Copy the records exactly. Every line must match.

(Natural-language object grounding data)
------------------------------------------------------------------------
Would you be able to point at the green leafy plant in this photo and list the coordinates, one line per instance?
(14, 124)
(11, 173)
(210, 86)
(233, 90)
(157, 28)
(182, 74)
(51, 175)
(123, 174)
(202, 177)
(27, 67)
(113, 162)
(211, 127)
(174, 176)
------------------------------------------------------------------------
Result for this task:
Would you be able to point at the green leafy plant in this photo and list the coordinates, one line per instance?
(14, 124)
(11, 173)
(210, 86)
(233, 90)
(157, 28)
(182, 74)
(51, 175)
(123, 174)
(202, 177)
(27, 67)
(113, 162)
(211, 127)
(174, 176)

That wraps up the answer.